● **DATA ROWS**:
------

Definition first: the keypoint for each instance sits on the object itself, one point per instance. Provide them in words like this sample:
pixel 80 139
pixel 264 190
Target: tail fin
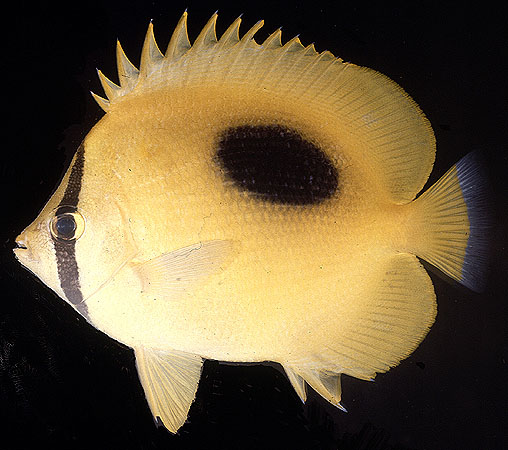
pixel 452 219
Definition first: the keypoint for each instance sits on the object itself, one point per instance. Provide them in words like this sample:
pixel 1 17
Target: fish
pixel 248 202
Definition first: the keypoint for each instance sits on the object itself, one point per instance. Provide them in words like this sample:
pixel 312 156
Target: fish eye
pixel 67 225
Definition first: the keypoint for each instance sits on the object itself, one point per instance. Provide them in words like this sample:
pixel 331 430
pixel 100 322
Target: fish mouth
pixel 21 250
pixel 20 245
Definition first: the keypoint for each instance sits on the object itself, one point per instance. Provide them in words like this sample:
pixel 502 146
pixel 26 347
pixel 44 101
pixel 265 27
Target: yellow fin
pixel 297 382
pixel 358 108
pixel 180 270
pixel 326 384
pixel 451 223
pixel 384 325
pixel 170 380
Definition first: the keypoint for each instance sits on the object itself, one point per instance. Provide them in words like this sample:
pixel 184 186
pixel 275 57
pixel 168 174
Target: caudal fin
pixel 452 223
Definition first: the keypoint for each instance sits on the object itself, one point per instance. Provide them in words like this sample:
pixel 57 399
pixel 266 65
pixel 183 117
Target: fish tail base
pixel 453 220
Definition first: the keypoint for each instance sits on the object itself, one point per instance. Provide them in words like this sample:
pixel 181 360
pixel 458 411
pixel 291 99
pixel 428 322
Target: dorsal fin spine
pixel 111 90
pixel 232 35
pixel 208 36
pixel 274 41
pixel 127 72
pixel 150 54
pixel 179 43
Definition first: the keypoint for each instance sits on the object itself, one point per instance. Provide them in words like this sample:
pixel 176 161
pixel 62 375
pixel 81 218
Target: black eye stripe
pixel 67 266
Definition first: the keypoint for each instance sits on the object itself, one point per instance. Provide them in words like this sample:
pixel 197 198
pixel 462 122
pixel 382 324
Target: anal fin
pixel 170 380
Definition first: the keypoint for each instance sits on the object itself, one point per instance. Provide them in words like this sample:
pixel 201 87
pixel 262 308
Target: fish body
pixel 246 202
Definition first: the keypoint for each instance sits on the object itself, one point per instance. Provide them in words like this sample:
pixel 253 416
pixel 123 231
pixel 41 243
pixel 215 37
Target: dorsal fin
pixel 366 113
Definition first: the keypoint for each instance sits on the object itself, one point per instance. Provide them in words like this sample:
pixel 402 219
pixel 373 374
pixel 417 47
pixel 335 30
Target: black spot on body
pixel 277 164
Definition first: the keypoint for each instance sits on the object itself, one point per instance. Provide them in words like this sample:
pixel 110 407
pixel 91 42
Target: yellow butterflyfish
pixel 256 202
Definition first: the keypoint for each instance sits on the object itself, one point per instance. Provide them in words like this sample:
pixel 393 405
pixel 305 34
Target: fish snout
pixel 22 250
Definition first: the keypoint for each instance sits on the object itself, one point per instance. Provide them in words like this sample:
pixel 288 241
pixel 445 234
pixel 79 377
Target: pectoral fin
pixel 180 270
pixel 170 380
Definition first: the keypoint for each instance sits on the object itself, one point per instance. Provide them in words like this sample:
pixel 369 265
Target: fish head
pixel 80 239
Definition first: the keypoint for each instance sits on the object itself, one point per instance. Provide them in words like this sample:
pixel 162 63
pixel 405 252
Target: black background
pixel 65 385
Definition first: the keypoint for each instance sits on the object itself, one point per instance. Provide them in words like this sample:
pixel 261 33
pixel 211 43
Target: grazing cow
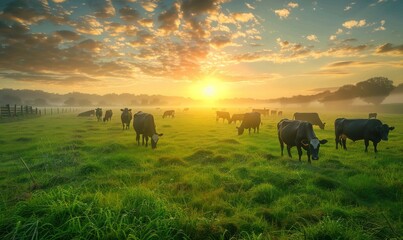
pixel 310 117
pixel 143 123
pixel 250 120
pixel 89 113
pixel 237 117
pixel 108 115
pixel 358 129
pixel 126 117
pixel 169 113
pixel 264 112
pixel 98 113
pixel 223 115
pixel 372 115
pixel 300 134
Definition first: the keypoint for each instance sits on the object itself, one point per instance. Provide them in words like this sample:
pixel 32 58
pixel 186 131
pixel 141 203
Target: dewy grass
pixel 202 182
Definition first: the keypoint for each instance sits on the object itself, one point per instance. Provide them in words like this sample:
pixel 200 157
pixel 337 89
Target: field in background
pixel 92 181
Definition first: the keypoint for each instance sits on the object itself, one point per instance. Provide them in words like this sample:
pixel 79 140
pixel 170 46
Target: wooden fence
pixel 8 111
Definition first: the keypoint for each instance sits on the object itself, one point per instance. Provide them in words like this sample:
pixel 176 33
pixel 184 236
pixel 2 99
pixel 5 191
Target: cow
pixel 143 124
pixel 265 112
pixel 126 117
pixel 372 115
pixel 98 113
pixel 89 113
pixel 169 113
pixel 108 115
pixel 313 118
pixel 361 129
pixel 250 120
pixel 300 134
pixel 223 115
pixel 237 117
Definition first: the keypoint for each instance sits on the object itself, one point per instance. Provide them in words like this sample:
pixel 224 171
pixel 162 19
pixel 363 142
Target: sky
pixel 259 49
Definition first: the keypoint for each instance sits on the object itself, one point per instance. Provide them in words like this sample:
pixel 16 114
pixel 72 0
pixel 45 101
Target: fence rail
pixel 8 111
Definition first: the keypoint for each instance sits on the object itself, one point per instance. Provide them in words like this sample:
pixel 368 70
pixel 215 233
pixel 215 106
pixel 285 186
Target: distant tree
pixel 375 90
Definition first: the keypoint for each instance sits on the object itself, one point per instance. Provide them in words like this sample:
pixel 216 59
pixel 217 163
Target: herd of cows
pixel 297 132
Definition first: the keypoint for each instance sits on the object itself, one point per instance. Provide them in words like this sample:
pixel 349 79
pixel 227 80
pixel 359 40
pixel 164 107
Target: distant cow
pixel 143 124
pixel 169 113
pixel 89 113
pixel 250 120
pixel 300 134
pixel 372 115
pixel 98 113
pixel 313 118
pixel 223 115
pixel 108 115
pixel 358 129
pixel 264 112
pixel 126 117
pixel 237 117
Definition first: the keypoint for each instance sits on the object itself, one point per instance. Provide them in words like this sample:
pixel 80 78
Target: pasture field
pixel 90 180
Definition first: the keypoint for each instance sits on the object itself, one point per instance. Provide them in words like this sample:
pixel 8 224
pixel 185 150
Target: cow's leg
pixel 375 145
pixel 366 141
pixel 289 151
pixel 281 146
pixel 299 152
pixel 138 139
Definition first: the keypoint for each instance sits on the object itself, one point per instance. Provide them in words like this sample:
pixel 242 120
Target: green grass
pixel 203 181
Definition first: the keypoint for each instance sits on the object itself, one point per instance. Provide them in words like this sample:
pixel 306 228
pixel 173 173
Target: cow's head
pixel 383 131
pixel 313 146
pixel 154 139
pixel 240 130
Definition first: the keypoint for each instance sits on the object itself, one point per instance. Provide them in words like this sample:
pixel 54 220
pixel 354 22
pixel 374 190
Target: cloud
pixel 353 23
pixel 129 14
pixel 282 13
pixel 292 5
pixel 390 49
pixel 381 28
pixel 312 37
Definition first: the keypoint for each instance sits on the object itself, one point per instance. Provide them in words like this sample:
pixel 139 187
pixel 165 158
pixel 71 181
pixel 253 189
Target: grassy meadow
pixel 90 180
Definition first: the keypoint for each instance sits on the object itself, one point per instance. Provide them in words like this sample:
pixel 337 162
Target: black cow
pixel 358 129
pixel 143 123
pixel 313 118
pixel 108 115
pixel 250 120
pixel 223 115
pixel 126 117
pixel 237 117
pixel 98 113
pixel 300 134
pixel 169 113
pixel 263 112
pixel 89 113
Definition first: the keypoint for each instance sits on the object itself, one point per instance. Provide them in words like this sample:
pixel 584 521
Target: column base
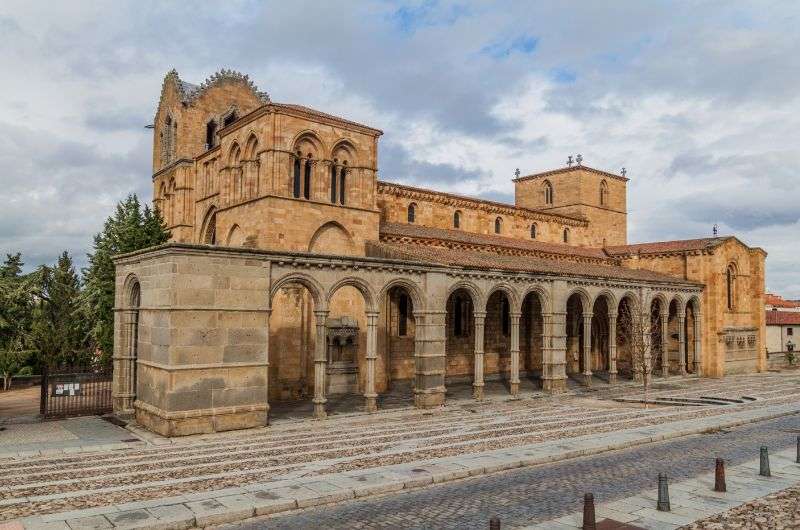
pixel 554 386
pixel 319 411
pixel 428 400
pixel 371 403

------

Your task is to repeat the material above exactly, without its pictures.

Definition first: the keypoint for each instance sits on the object itself, one point per instance. Provide them in words like this sample:
pixel 80 139
pixel 264 190
Target: tail fin
pixel 452 219
Definition first: the keypoint for each instance sits on the object itself, one point per instance. Provide them in words like this sample:
pixel 1 17
Target: fish
pixel 248 202
Definition first: the keypoint for each instance sits on the object itself, one point per instance. Provide them in words like this sample:
pixel 312 156
Target: fish eye
pixel 67 225
Definition first: the keypoint for each instance sits on the object itself, one point per instance. Provide them in words like this sample:
pixel 331 430
pixel 100 322
Target: fish mouth
pixel 21 250
pixel 20 245
Definition first: the keypoint for each instance sits on the object itself, one point per instance. Provide them in words like this sample:
pixel 502 146
pixel 26 347
pixel 44 101
pixel 265 27
Target: yellow fin
pixel 297 382
pixel 358 108
pixel 180 270
pixel 326 384
pixel 451 223
pixel 384 325
pixel 170 380
Definition first: the keypoint for each instance sits on the object itself, one point per instance. Provide them in words like this sample:
pixel 184 186
pixel 275 57
pixel 168 174
Target: caudal fin
pixel 452 223
Definition first: the keypoint for each instance sits on the object itself, one point per instance. Provide them in words like this sample:
pixel 57 399
pixel 266 65
pixel 183 117
Target: fish tail base
pixel 453 220
Definition first: the keypoint for each instance sits on the object itself, one point per instance. Provide them in words like this sample:
pixel 181 360
pixel 458 411
pixel 291 99
pixel 428 322
Target: dorsal fin spine
pixel 111 90
pixel 232 35
pixel 208 36
pixel 274 41
pixel 127 72
pixel 150 54
pixel 179 43
Definition first: the keypoint for each instance sits on the object itself, one point per instance. Provide them in words like this sample:
pixel 176 161
pixel 62 375
pixel 81 218
Target: black eye stripe
pixel 67 266
Definition first: the keypoint for each instance sits on the object itself, one point per instance. Provide them in words like this sample:
pixel 197 198
pixel 462 122
pixel 382 324
Target: anal fin
pixel 170 380
Definition first: the keypoint for each instance sits on the object itself, one point per instance. Provide them in words like this sample:
pixel 201 87
pixel 262 308
Target: fish body
pixel 246 202
Definition first: the keypoint for each instance sits on the object itself, one point per instance. Provide them in words like this sample:
pixel 253 416
pixel 123 231
pixel 41 243
pixel 215 37
Target: dorsal fin
pixel 366 113
Definition first: the keypoint for each instance sits on the object itself, one point per instance. Provide them in words like this sample:
pixel 402 219
pixel 373 374
pixel 417 47
pixel 335 30
Target: black spot on body
pixel 277 164
Definition first: the keypoint for each instance sits on the object itself, one point per instance. Provide them in words like this sample:
pixel 110 407
pixel 91 42
Target: yellow butterflyfish
pixel 256 202
Definition first: the keypoint for each instance sits on the object itself, one point per instance. Provide them in words like this sample:
pixel 393 405
pixel 305 34
Target: fish snout
pixel 22 250
Definition first: the keypoint for each instance sits on the object itself, one point per instance. Provide them in words like this sample:
pixel 288 241
pixel 445 234
pixel 79 377
Target: pectoral fin
pixel 180 270
pixel 170 380
Definition first: the keypoint for each instance sits on the object itself, one point per instance. Provide them in words like this sample:
pixel 369 265
Target: fish head
pixel 80 239
Definition first: the keypoint for each instance sits on the object itself, one point per instance. Provide them in words like this sample:
pixel 162 63
pixel 405 252
Target: black background
pixel 65 385
Definition first: the keypoint for each instance sits on the object itself, one point per instance. Provide them in words like this sample:
pixel 261 33
pixel 211 43
Target: grazing cow
pixel 310 117
pixel 143 123
pixel 250 120
pixel 89 113
pixel 237 117
pixel 108 115
pixel 358 129
pixel 126 117
pixel 169 113
pixel 264 112
pixel 98 113
pixel 223 115
pixel 372 115
pixel 300 134
Definition first: the keypoint for each instance sits on the object itself, one point per instance. Provide them in words like this sample:
pixel 32 58
pixel 186 131
pixel 141 203
Target: dewy grass
pixel 202 182
Definition first: the keypoint for each instance sits on the object itself, one point per instance. Provide them in words like this sample:
pixel 200 157
pixel 337 89
Target: field in background
pixel 92 181
Definition first: the keypoint for each instance sits on the object itself, one point per instance. Provide them in words like this sample:
pixel 79 140
pixel 170 46
Target: wooden fence
pixel 8 111
Definition first: the keypoint for each instance sits on the object itself, one point per instance. Provide them in words like this sample:
pixel 176 33
pixel 184 236
pixel 2 99
pixel 5 191
Target: cow
pixel 143 124
pixel 265 112
pixel 126 117
pixel 372 115
pixel 98 113
pixel 89 113
pixel 169 113
pixel 108 115
pixel 313 118
pixel 361 129
pixel 250 120
pixel 300 134
pixel 223 115
pixel 237 117
Definition first: the keypoint for each instance sits on the object itself, one point per instance. Provide them in words like this sample:
pixel 224 171
pixel 162 19
pixel 363 142
Target: sky
pixel 259 49
Definition first: the keypoint for each instance sits on the object itself, one point per instance. Provide them in words like this sample:
pixel 16 114
pixel 72 0
pixel 45 101
Target: fence rail
pixel 8 111
Definition first: the keypoint for each instance sits on the object itself, one point per instance. Provide them in words like this sample:
pixel 368 70
pixel 215 233
pixel 215 106
pixel 285 186
Target: distant tree
pixel 375 90
Definition first: the keypoint for each instance sits on the object itself, one point per instance. Provide them in words like this sample:
pixel 216 59
pixel 217 163
Target: herd of cows
pixel 297 132
Definition first: the keypoint for each instance sits on the object itself, one point per instance. Provide them in words like this sample:
pixel 349 79
pixel 227 80
pixel 359 40
pixel 164 107
Target: distant cow
pixel 143 124
pixel 169 113
pixel 89 113
pixel 250 120
pixel 300 134
pixel 372 115
pixel 98 113
pixel 313 118
pixel 223 115
pixel 108 115
pixel 358 129
pixel 264 112
pixel 126 117
pixel 237 117
Definition first: the keypoint for each instance sits on the object itself, one point per instance. Provide them in words like this sample:
pixel 80 78
Target: pasture field
pixel 90 180
Definition first: the keypoint for each instance sits on the object itself, one point per instance. Provide them in words like this sample:
pixel 8 224
pixel 185 150
Target: cow's leg
pixel 375 145
pixel 366 141
pixel 289 151
pixel 281 146
pixel 299 152
pixel 138 139
Definition first: the keypoint for each instance sits on the object itself, one point per instance. Provide them in words like this sample:
pixel 242 120
Target: green grass
pixel 203 181
Definition first: the keypoint for each instance sits on the object itself, one point per instance. Provide them in words like this sample:
pixel 306 228
pixel 173 173
Target: cow's head
pixel 383 131
pixel 313 146
pixel 154 139
pixel 240 130
Definition first: the keypoint for each instance sits on the object itself, one point per instance. Provide them in words like this sample:
pixel 54 220
pixel 354 22
pixel 374 190
Target: cloud
pixel 353 23
pixel 129 14
pixel 282 13
pixel 292 5
pixel 390 49
pixel 381 28
pixel 312 37
Definition first: the keypoint for each instance sits on the object itself, one point per instance. Provide them in words like this sample:
pixel 139 187
pixel 165 158
pixel 71 181
pixel 253 189
Target: grassy meadow
pixel 90 180
Definition first: the keypoint for each instance sits on the object itself, one point per instance. Provide them in words like this sample:
pixel 337 162
Target: black cow
pixel 358 129
pixel 143 123
pixel 313 118
pixel 108 115
pixel 250 120
pixel 223 115
pixel 126 117
pixel 237 117
pixel 98 113
pixel 300 134
pixel 169 113
pixel 263 112
pixel 89 113
Definition first: the keypoint for each instance sits on the object itself, one point per instance. Provide them in words like this sample:
pixel 584 521
Target: column base
pixel 554 386
pixel 319 411
pixel 428 400
pixel 371 403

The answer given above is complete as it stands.